▶ Work required: Output the data below in full, byte for byte. Nothing may differ.

▶ Extracted data:
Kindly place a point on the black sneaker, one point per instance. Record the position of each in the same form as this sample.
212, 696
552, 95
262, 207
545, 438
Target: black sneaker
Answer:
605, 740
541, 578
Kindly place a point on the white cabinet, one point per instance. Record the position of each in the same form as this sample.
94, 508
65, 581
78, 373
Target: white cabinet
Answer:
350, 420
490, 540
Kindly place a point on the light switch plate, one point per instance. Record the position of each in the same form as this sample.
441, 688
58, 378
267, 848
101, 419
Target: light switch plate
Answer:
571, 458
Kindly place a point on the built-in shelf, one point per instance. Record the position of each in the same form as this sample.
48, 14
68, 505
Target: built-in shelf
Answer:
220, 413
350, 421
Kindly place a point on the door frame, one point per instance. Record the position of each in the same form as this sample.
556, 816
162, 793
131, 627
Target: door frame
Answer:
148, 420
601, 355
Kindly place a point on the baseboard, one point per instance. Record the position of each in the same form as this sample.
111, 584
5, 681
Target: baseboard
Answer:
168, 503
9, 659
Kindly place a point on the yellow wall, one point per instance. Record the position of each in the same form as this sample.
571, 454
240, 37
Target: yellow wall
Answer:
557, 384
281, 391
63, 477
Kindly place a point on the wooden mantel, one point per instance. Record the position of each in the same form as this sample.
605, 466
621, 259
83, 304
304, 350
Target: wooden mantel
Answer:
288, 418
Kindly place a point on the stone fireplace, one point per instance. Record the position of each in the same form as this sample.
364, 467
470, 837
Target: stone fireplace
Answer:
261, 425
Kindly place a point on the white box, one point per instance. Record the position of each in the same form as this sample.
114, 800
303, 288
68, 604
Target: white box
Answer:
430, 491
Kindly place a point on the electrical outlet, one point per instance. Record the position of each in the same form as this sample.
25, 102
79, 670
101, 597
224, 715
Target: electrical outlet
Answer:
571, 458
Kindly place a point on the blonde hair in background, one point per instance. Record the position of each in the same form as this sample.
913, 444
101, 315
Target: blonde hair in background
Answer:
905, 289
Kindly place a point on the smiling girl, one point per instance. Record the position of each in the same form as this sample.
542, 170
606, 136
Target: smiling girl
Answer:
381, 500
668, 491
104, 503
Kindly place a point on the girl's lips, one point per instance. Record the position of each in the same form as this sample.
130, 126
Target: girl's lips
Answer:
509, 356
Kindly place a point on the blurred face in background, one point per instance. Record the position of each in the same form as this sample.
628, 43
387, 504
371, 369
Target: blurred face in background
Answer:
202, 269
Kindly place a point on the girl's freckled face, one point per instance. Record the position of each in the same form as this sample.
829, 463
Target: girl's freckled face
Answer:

▶ Right answer:
Kindly place a point on the black sneaker, one point per instance. Record the position of each in the same form as this sample.
212, 696
552, 95
262, 207
545, 438
Target: black sneaker
Answer:
605, 740
541, 578
Kindly place a point on the white cabinet, one point per instance. Record the position of each in the same form as this sample.
94, 508
65, 581
78, 373
Target: white cabinet
Answer:
350, 420
490, 540
Kindly place a point on the light switch plate, one point per instance. Record the position of each in the same form as this sample.
441, 688
58, 378
267, 848
101, 419
Target: light switch plate
Answer:
571, 458
Kindly place a point on the built-in shelf, one point per instance. Record the position of each in the same form as this sample.
48, 14
68, 505
Target: built-in shelf
Answer:
220, 413
350, 421
Kindly place a point on the door frame, one point per instance. Record the position of each in the same form as this sample.
556, 816
162, 793
131, 627
Target: door frame
Answer:
148, 420
601, 355
Kindly place a point on the baseboard, one point per instance. Record the position of each in the same form as this sample.
111, 584
5, 681
Target: baseboard
Answer:
168, 503
9, 659
Kindly place a point on the yellow wall, one point per instance. Record the position of each in the same form as this sample.
571, 454
240, 37
Target: yellow wall
Answer:
557, 384
281, 391
63, 477
Kindly place a point on the wooden mantel, one point per instance. Record the position of each in the same form as this sample.
605, 466
621, 259
83, 304
304, 350
Target: wooden mantel
Answer:
288, 418
Kindly place a point on the stone fireplace, one point per instance. Record the position of each in the same form as this sample.
364, 467
470, 837
Target: stone fireplace
Answer:
261, 425
Kindly place a point on the white box, one point per instance. Record the position of each in the same form as this sample.
114, 800
303, 288
68, 604
Target: white box
Answer:
430, 491
Kindly place a point on the electrical outlet, one point per instance. Record the position of each in the same form as this sample.
25, 102
79, 670
101, 597
224, 715
Target: electrical outlet
Answer:
571, 458
Kindly place a point on the blonde hair in background, one point per instance. Record the position of each in the same form as this sample.
913, 444
101, 315
Target: blonde hair in background
Answer:
905, 289
Kindly place a point on the smiling girl, one point per instance. Record the position of each in the same form as this sample.
542, 170
606, 136
Target: smiling girl
Answer:
381, 500
668, 491
104, 503
Kindly place a point on the girl's lips, one point per instance. Record the position of each in the same form as this sample.
130, 126
Target: girl's lips
Answer:
509, 356
Kindly place a point on the blurred face in background, one point per instance. Record the position of each in the same form as this sample.
628, 43
387, 504
371, 369
Target: blurred face in background
Answer:
202, 269
Kindly place a point on the girl's freckled face, one point per instance. Record the position of each in the same form as this sample.
829, 463
Target: girl's freckled face
Answer:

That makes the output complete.